_DOCUMENT PASSAGE_
=== Begin Enclosure ===
The Mesh hierarchy in Athena is very flexible. For example, it allows for an arbitrary number of levels, and an arbitrary number of independent Domains at each level. However, there are some important restrictions on the geometry of levels, as described below.

The code tests whether the Mesh hierarchy violates any of these restrictions at the start of execution of each run; it should quit with a warning message if a problem is found.

Restrictions on Domains touching the boundary of the root Domain

Fine (level>0) Domains may touch the boundaries of the root (level=0) Domain (see the examples below). In such cases, the physical boundary conditions applied to the root Domain will also be applied to the finer level Domains.

However, with periodic BCs, the finer level Domains must touch both sides of the root Domain, or none at all. Thus, the first two examples above are not allowed with periodic BCs, while the third is allowed.

Space is required between Domains at different levels

The edges of Domains at different levels cannot touch, unless they also touch the boundary of the root Domain. In addition, there must be at least nghost (generally 4) cells on the finest level between the boundaries of Domains at different levels. This space is needed so that the ghost zones on the finer level can be set by a prolongation of active cells (not ghost zones) on the coarser level. The first example below is allowed (except with periodic BCs), and the following two are not allowed.
=== End Enclosure ===
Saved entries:
=== Begin Enclosure ===
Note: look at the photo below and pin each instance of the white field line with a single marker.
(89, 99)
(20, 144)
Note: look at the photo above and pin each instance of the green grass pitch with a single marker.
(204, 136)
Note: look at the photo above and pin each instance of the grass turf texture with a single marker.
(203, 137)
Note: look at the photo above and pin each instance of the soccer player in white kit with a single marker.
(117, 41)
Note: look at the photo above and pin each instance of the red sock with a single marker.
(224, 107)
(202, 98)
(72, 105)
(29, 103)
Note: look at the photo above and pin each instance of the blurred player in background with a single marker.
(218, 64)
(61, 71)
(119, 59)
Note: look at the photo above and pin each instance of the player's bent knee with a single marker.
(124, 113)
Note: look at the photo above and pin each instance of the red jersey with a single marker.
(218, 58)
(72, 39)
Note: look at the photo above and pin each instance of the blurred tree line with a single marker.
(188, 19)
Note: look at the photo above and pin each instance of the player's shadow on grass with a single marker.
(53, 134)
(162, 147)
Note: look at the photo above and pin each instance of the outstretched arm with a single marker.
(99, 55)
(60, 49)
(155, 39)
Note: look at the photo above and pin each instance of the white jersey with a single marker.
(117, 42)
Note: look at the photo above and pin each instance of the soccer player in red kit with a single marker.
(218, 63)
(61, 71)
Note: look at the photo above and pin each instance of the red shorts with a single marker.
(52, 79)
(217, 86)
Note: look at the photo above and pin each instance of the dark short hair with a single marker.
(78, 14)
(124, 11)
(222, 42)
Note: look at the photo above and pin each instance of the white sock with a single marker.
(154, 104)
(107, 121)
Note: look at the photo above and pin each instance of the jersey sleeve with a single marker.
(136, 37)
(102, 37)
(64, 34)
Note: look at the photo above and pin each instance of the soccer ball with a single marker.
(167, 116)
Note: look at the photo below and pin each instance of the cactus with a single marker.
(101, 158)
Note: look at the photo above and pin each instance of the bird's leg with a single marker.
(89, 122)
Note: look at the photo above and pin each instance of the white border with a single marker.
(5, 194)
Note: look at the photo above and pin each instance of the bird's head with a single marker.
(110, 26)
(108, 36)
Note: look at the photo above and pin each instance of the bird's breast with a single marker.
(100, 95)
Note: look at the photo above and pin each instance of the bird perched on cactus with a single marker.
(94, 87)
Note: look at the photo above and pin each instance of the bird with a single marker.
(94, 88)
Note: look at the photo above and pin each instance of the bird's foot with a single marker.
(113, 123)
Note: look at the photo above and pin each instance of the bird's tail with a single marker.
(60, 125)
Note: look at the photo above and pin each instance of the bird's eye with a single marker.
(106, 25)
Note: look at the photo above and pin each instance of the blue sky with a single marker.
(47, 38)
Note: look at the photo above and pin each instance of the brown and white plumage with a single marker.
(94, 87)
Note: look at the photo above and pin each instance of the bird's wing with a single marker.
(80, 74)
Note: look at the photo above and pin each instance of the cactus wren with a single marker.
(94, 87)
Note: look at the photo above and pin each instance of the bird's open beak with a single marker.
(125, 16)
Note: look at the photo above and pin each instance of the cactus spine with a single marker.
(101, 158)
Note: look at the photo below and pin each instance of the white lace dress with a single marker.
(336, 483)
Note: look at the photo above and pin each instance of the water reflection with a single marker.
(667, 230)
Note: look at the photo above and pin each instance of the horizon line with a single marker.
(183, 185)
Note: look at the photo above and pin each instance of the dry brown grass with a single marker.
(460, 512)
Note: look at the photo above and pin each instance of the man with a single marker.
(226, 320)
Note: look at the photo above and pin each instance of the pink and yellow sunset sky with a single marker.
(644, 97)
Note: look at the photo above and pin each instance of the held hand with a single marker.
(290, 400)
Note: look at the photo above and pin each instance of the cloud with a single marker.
=== End Enclosure ===
_TASK LIST_
a. Rewrite the Athena Mesh hierarchy passage between "The Mesh hierarchy in" and "as described below.", inclusive, changing "flexible" to "adaptable".
b. According to the Athena Mesh hierarchy passage, what is the usual value of nghost?
c. Pick up the passage on restrictions in Athena's Mesh hierarchy where it stops, and extend it.

_RESULTS OF THE EXERCISE_
a.
The Mesh hierarchy in Athena is very adaptable. For example, it allows for an arbitrary number of levels, and an arbitrary number of independent Domains at each level. However, there are some important restrictions on the geometry of levels, as described below.

b. 4 cells.

c.
Domains at the same level cannot touch

In order to provide space for the ghost zones of each Domain to be set by prolongation, Domains at the same level cannot touch, or be closer than nghost (usually 4) cells on that Domain. If Domains touch, then in principle the ghost zones can be set by mapping them to the corresponding active cells on the neighboring Domain, however this logic is complicated with face-centered magnetic fields in MHD and has not been implemented (yet). None of the examples below are allowed.

Maximum refinement ratio between successive levels is two

The ratio of grid spacing between successive levels is always restricted to be two. Any arbitrary number of levels is allowed to reach any desired resolution, but each level in the Mesh hierarchy must involve a decrease in the size of the grids cells of two and only two.